» **Required work**:
Rewrite the records from the line containing "Plain rules. Mark every instance of the rocky outcrop" through the line containing "x=1175 y=296", changing "rocky outcrop" to "stone outcrop" and leaving everything else unchanged.

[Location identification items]
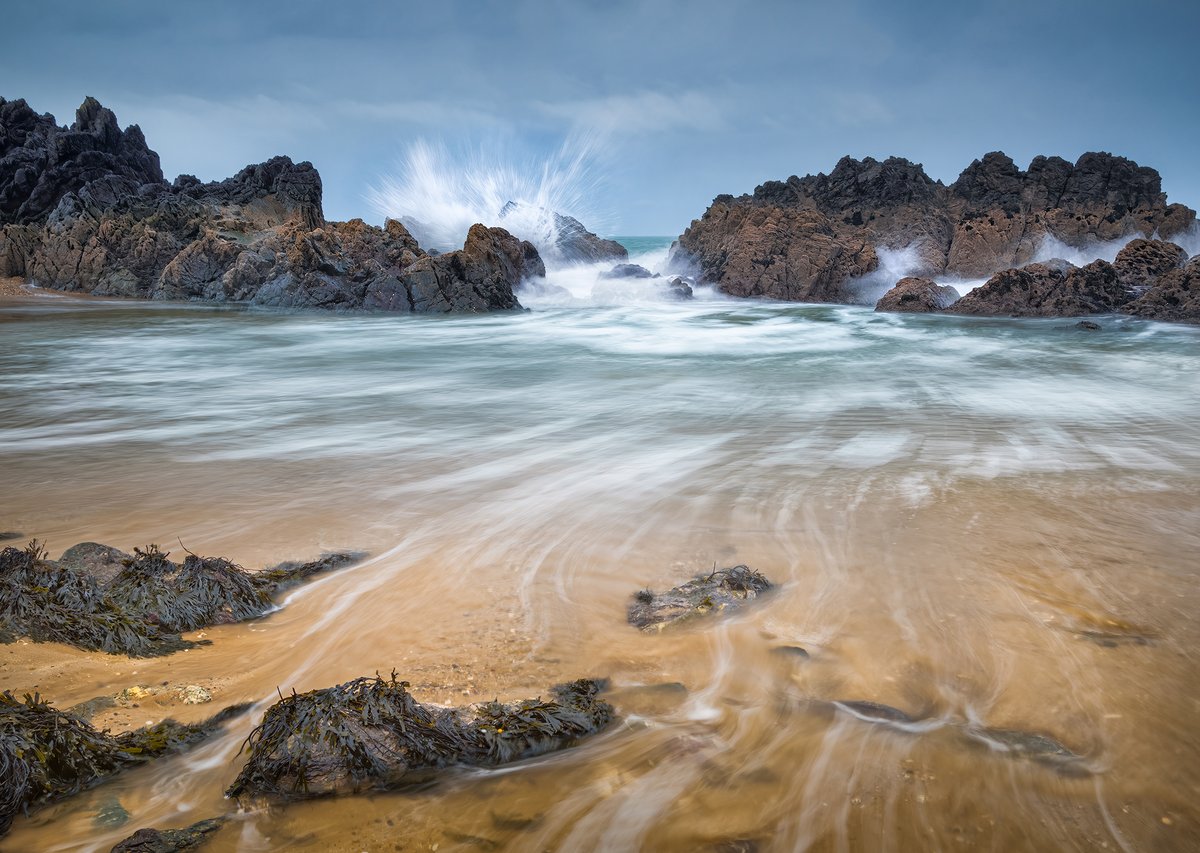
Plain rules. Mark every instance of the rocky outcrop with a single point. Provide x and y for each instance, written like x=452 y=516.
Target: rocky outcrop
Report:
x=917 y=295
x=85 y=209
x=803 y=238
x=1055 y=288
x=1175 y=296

* * *

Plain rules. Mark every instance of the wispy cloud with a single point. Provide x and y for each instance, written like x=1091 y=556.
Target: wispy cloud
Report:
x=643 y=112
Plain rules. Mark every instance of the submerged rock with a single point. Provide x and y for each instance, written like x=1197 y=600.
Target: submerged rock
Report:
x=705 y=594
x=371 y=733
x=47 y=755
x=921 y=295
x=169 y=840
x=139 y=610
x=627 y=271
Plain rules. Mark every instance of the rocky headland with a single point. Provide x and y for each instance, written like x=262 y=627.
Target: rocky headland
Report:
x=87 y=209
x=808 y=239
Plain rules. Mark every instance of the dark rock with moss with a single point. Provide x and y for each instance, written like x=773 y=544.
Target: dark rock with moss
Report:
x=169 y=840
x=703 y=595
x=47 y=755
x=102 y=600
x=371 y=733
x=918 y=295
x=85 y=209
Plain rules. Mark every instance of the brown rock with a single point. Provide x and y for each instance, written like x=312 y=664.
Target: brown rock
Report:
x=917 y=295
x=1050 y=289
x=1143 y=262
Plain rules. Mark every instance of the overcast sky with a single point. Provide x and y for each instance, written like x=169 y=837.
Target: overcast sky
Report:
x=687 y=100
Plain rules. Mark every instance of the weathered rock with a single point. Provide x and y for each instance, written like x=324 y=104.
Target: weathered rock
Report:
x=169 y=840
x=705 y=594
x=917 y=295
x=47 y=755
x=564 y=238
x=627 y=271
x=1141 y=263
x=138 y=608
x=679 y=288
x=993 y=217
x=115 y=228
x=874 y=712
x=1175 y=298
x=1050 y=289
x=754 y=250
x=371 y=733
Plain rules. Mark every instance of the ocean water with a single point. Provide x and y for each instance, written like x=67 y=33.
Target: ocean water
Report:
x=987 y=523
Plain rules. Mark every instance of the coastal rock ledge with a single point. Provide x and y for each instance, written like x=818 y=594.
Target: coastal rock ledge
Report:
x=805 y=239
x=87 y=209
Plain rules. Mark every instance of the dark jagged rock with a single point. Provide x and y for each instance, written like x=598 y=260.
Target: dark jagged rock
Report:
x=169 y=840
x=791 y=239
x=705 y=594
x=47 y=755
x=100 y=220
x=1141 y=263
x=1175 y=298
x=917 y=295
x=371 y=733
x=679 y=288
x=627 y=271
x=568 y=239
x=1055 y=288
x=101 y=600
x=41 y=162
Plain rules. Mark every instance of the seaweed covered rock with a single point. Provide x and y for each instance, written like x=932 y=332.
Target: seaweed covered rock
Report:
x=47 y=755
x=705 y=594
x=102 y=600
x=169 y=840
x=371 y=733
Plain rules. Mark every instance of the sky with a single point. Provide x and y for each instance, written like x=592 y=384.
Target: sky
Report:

---

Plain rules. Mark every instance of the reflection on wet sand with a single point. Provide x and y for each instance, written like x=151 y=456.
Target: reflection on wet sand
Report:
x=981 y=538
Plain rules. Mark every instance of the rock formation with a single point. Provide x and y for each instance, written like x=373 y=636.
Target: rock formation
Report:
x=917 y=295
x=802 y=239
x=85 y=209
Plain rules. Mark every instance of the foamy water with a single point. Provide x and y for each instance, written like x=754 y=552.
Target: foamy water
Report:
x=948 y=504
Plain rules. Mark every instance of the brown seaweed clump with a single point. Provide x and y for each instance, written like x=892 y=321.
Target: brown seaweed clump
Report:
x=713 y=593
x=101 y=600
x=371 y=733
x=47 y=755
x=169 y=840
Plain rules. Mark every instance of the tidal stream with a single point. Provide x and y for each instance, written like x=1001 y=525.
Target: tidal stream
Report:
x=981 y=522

» **Worked solution**:
Plain rules. Mark every instance of the stone outcrop with a single point. Provide x and y for each instance, written like x=452 y=516.
Target: stone outcrop
Report:
x=917 y=295
x=85 y=209
x=803 y=238
x=1055 y=288
x=1175 y=296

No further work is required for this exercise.